● **EXERCISE**
Extract the text of every entry below exactly; leave images out.

[[ RECORDS open ]]

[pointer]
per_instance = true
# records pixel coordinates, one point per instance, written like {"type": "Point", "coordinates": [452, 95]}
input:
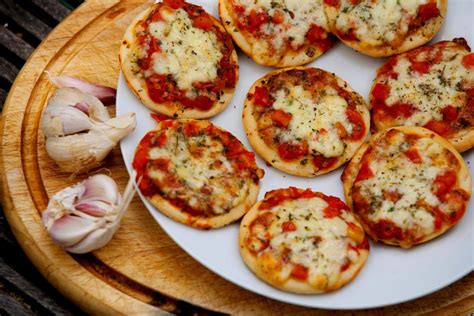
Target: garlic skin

[[ RECORDS closed ]]

● **EXERCISE RESULT**
[pointer]
per_instance = true
# records pixel coordinates, one point per instance, written like {"type": "Point", "coordinates": [452, 95]}
input:
Target: garlic skin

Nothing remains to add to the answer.